* What to produce *
Your task is to copy every record exactly.

Location annotation dataset excerpts

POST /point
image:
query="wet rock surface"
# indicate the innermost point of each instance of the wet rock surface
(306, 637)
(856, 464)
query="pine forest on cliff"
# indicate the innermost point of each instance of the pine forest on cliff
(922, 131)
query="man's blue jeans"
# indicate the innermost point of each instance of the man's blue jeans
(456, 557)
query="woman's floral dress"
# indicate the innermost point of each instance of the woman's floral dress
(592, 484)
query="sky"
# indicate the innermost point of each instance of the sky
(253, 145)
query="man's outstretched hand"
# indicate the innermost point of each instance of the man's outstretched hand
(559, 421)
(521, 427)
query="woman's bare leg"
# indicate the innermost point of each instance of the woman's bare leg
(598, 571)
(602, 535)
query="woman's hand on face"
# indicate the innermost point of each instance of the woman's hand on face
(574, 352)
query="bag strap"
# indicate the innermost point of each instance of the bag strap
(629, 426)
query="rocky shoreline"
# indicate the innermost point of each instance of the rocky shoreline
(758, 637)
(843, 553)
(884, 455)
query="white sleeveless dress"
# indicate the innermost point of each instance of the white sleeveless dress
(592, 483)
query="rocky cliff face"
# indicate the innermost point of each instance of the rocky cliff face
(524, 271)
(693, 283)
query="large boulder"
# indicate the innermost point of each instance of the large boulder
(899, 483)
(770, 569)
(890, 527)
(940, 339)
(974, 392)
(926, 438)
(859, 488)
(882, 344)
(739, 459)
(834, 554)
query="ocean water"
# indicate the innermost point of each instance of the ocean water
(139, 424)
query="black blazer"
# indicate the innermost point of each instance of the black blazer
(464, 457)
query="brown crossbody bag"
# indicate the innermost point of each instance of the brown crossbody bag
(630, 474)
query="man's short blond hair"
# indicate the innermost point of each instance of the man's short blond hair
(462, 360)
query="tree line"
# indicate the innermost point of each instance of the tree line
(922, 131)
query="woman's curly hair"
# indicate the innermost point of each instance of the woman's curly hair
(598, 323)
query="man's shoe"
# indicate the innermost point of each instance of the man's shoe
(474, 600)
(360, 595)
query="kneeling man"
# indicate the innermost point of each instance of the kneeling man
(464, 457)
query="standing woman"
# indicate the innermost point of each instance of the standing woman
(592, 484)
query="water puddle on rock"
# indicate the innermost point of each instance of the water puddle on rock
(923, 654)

* Correct answer *
POST /point
image:
query="wet rock surface"
# indicate the innermost point of each instance of the wet rock surface
(306, 637)
(856, 464)
query="pine forest on cliff"
# indicate the innermost point of each instance of the pine forest on cliff
(922, 131)
query="man's blue jeans"
# indicate the innermost point of each instance of the man's blue jeans
(456, 557)
query="woman's floral dress"
# indicate the innermost point of each instance of the woman's floral dress
(592, 484)
query="sky"
# indicate the innermost point of each instance of the sky
(253, 145)
query="man's outstretched hand"
# indicate the innermost point of each instance of the man's outstretched hand
(559, 421)
(521, 427)
query="woman's bare leg"
# indicate the innermost point of each instance of the woman's bare leg
(598, 571)
(602, 535)
query="woman's hand on face"
# indicate the innermost point of each instance of the woman's hand on face
(574, 352)
query="bag strap"
# indicate the innermost point of each instance of the bag strap
(629, 426)
query="rocky shoreline"
# indicate the innermost point of each instance of the rocky shoreline
(758, 637)
(843, 553)
(884, 455)
query="white sleeveless dress"
# indicate the innermost point of each instance of the white sleeveless dress
(592, 483)
query="rocky cliff face"
# indicate the innermost point of each instance of the rocky cliff face
(524, 271)
(693, 283)
query="large boulder"
# indicate the innermost point of each instance of the large boulder
(899, 483)
(770, 569)
(890, 527)
(940, 339)
(974, 392)
(926, 438)
(859, 488)
(882, 344)
(739, 459)
(834, 554)
query="ocean water"
# indicate the innermost point of each instance of the ocean water
(139, 424)
query="black blazer"
# indicate the innermost point of each instance of the black blazer
(464, 457)
query="brown crossbody bag"
# indicate the innermost point of each instance of the brown crossbody bag
(630, 474)
query="man's short blond hair"
# indicate the innermost point of each instance of the man's short blond hair
(462, 360)
query="tree line"
# indicate the innermost point of each instance of the tree line
(922, 131)
query="woman's curly hair"
# indicate the innermost point of each instance of the woman's curly hair
(598, 323)
query="man's shoe"
# indicate the innermost point of each instance of the man's shoe
(474, 600)
(360, 595)
query="kneeling man"
# indicate the innermost point of each instance of the kneeling man
(464, 457)
query="standing woman"
# indicate the innermost point of each instance of the standing woman
(592, 484)
query="water puddle on rock"
# indicate the innermost point of each instance of the water puddle on rock
(923, 654)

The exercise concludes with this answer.